↓

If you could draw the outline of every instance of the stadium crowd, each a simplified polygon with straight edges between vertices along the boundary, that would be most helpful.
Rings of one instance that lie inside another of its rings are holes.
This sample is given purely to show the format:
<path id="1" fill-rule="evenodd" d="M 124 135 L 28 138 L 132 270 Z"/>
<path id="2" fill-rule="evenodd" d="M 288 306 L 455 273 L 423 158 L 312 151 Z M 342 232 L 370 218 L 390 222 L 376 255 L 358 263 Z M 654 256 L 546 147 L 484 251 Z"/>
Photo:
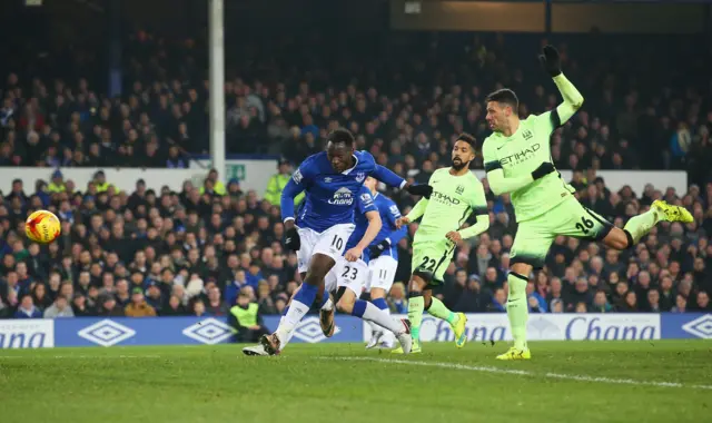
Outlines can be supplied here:
<path id="1" fill-rule="evenodd" d="M 191 53 L 200 50 L 195 43 L 137 35 L 127 48 L 125 95 L 117 98 L 96 91 L 88 79 L 10 73 L 1 91 L 0 166 L 46 167 L 39 174 L 47 180 L 34 187 L 16 180 L 2 193 L 0 316 L 225 316 L 239 293 L 257 302 L 263 314 L 280 313 L 298 275 L 296 255 L 280 243 L 276 199 L 293 166 L 319 151 L 328 130 L 349 128 L 358 148 L 379 164 L 426 183 L 434 169 L 449 164 L 456 134 L 484 139 L 482 99 L 490 90 L 514 88 L 523 116 L 557 101 L 535 60 L 521 62 L 533 55 L 518 53 L 518 42 L 501 36 L 464 42 L 428 36 L 428 48 L 417 51 L 422 37 L 398 53 L 384 49 L 373 60 L 337 53 L 328 70 L 305 50 L 289 65 L 257 60 L 239 68 L 244 75 L 228 72 L 228 151 L 286 158 L 268 193 L 244 193 L 237 180 L 222 185 L 216 171 L 202 187 L 186 183 L 179 193 L 144 180 L 132 193 L 117 193 L 102 173 L 88 187 L 76 187 L 52 170 L 179 168 L 187 167 L 191 154 L 205 153 L 209 94 L 200 60 Z M 538 40 L 527 40 L 536 51 Z M 616 226 L 656 198 L 681 201 L 695 222 L 662 224 L 622 254 L 556 239 L 546 268 L 532 276 L 530 307 L 541 313 L 710 311 L 712 80 L 700 73 L 704 58 L 684 45 L 657 46 L 668 55 L 662 60 L 649 53 L 652 43 L 623 39 L 620 48 L 639 53 L 623 58 L 613 51 L 601 56 L 610 61 L 591 62 L 591 52 L 606 40 L 590 42 L 560 46 L 565 72 L 586 105 L 552 137 L 556 166 L 573 169 L 580 200 Z M 654 71 L 633 73 L 652 58 Z M 682 83 L 675 79 L 681 63 L 688 68 L 685 85 L 675 85 Z M 612 193 L 596 177 L 597 169 L 630 168 L 686 169 L 694 185 L 686 193 L 652 186 Z M 486 189 L 491 228 L 458 247 L 437 292 L 455 312 L 504 312 L 515 219 L 508 197 Z M 403 212 L 414 204 L 405 193 L 387 194 Z M 37 208 L 62 220 L 60 239 L 49 246 L 21 235 L 24 217 Z M 397 313 L 407 305 L 409 239 L 399 244 L 388 297 Z"/>

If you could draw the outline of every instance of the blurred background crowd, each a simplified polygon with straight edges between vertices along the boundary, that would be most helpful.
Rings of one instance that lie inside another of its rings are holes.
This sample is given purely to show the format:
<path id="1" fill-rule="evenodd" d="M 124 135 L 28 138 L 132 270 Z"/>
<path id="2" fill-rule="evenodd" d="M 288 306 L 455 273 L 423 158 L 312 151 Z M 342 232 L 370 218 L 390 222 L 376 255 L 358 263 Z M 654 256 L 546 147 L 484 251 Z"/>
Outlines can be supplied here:
<path id="1" fill-rule="evenodd" d="M 208 151 L 206 41 L 146 30 L 125 35 L 122 90 L 101 83 L 96 53 L 79 46 L 42 55 L 4 46 L 0 65 L 0 167 L 38 167 L 0 199 L 0 317 L 225 316 L 246 293 L 277 314 L 298 286 L 296 255 L 281 246 L 278 199 L 294 166 L 326 134 L 350 129 L 358 148 L 417 183 L 449 165 L 457 134 L 487 136 L 484 97 L 510 87 L 520 115 L 558 102 L 535 52 L 554 42 L 584 108 L 552 137 L 555 165 L 589 208 L 622 227 L 657 198 L 683 204 L 693 224 L 659 225 L 616 253 L 561 237 L 532 275 L 534 313 L 712 311 L 712 78 L 710 52 L 692 36 L 542 36 L 387 32 L 335 49 L 328 33 L 235 46 L 226 98 L 229 154 L 280 157 L 266 193 L 206 170 L 182 190 L 136 181 L 119 191 L 102 171 L 88 186 L 67 167 L 186 168 Z M 377 46 L 377 47 L 374 47 Z M 9 56 L 8 56 L 9 55 Z M 478 157 L 473 168 L 482 168 Z M 57 169 L 57 170 L 56 170 Z M 599 169 L 682 169 L 688 191 L 647 186 L 611 191 Z M 8 174 L 9 175 L 9 174 Z M 487 188 L 491 228 L 459 246 L 437 292 L 455 312 L 505 311 L 516 232 L 507 196 Z M 403 213 L 416 198 L 386 191 Z M 23 237 L 24 217 L 47 208 L 62 220 L 49 246 Z M 411 239 L 399 244 L 389 294 L 405 313 Z"/>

↑

(Task brief): Reproduce all the entries above with "holes" swapped for "cutouts" wherever it occurs, keeping every other word and line the same. Leave the pictures out.

(Expected answer):
If you could draw the outline of every instance of the stadium crowd, each a simplified polygon with straight edges between vertices along the boundary, that would be most helpful.
Rings of one instance that lie inside another of its rings are cutouts.
This sample is given purely to show the format:
<path id="1" fill-rule="evenodd" d="M 124 135 L 28 138 L 132 270 Z"/>
<path id="2" fill-rule="evenodd" d="M 288 306 L 455 273 L 423 158 L 312 151 Z M 342 232 L 370 218 L 390 222 L 376 255 L 358 263 Z M 654 256 L 546 147 L 484 251 Z"/>
Photo:
Outlines can be supplied here:
<path id="1" fill-rule="evenodd" d="M 191 53 L 200 50 L 195 43 L 137 35 L 127 48 L 125 95 L 117 98 L 96 91 L 88 79 L 10 73 L 1 91 L 0 166 L 46 167 L 39 174 L 47 180 L 34 187 L 16 180 L 2 193 L 0 316 L 225 316 L 239 293 L 257 302 L 263 314 L 280 313 L 298 275 L 296 255 L 280 243 L 276 199 L 293 166 L 319 151 L 328 130 L 349 128 L 358 148 L 379 164 L 426 183 L 434 169 L 449 164 L 456 134 L 484 139 L 482 99 L 490 90 L 514 88 L 523 116 L 557 101 L 535 60 L 521 62 L 533 55 L 518 53 L 518 42 L 501 36 L 464 42 L 428 36 L 428 48 L 417 51 L 422 37 L 398 53 L 384 49 L 373 60 L 337 53 L 328 70 L 305 50 L 289 65 L 257 60 L 239 68 L 244 75 L 228 72 L 228 151 L 286 158 L 268 193 L 244 193 L 237 180 L 222 185 L 216 171 L 202 187 L 186 183 L 179 193 L 144 180 L 132 193 L 117 193 L 102 173 L 88 187 L 76 187 L 52 170 L 179 168 L 187 167 L 191 154 L 205 153 L 209 94 L 200 60 Z M 538 40 L 527 40 L 536 51 Z M 616 226 L 656 198 L 681 201 L 695 222 L 662 224 L 622 254 L 556 239 L 546 268 L 532 276 L 530 307 L 541 313 L 710 311 L 712 80 L 700 73 L 704 58 L 684 45 L 657 46 L 668 55 L 662 60 L 649 53 L 652 43 L 623 39 L 620 48 L 639 53 L 623 58 L 613 51 L 601 56 L 610 61 L 591 62 L 591 52 L 606 40 L 590 42 L 560 46 L 565 72 L 586 105 L 552 137 L 556 166 L 573 169 L 580 200 Z M 654 71 L 633 73 L 652 58 Z M 682 83 L 675 79 L 681 63 L 688 68 L 685 85 L 675 85 Z M 612 193 L 596 177 L 597 169 L 630 168 L 686 169 L 694 185 L 686 193 L 652 186 Z M 486 189 L 491 228 L 458 247 L 437 292 L 455 312 L 504 312 L 515 219 L 508 197 Z M 403 212 L 414 204 L 405 193 L 387 194 Z M 37 208 L 62 220 L 60 239 L 49 246 L 21 235 L 24 217 Z M 397 313 L 407 305 L 409 239 L 399 244 L 388 297 Z"/>

If you could draw the outline of every instance of the blurred background crowd, each a simplified polygon with straight edges between vertices along the boundary, that would be most helpful.
Rings of one instance that lie inside another of its rings are cutouts.
This sample is given purely to show the format:
<path id="1" fill-rule="evenodd" d="M 124 135 L 28 138 L 132 270 Z"/>
<path id="2" fill-rule="evenodd" d="M 288 306 L 455 273 L 423 158 L 312 151 Z M 342 232 L 370 218 L 390 222 L 376 255 L 358 263 Z M 654 256 L 546 147 L 484 251 Z"/>
Outlines can be supplied here:
<path id="1" fill-rule="evenodd" d="M 208 151 L 206 41 L 146 30 L 125 35 L 122 90 L 101 83 L 96 53 L 79 46 L 42 55 L 4 46 L 0 65 L 0 167 L 38 167 L 0 199 L 0 317 L 225 316 L 246 293 L 277 314 L 298 286 L 296 255 L 281 246 L 278 199 L 294 166 L 326 134 L 350 129 L 358 148 L 417 183 L 449 165 L 457 134 L 487 136 L 484 97 L 510 87 L 520 115 L 558 102 L 535 52 L 554 42 L 584 108 L 552 137 L 555 165 L 589 208 L 622 227 L 657 198 L 683 204 L 693 224 L 659 225 L 616 253 L 561 237 L 532 275 L 534 313 L 712 311 L 712 78 L 710 52 L 692 36 L 542 36 L 387 32 L 335 49 L 328 33 L 235 46 L 226 98 L 229 154 L 280 157 L 266 193 L 206 170 L 182 190 L 136 181 L 119 191 L 102 171 L 88 186 L 67 167 L 186 168 Z M 377 46 L 377 47 L 374 47 Z M 9 56 L 8 56 L 9 55 Z M 478 157 L 473 168 L 482 168 Z M 57 169 L 57 170 L 56 170 Z M 599 169 L 682 169 L 688 191 L 647 186 L 611 191 Z M 8 174 L 9 175 L 9 174 Z M 487 188 L 491 228 L 459 246 L 437 292 L 455 312 L 505 311 L 516 232 L 507 196 Z M 403 213 L 416 198 L 386 191 Z M 23 237 L 24 217 L 47 208 L 62 220 L 49 246 Z M 411 239 L 399 244 L 389 294 L 405 313 Z"/>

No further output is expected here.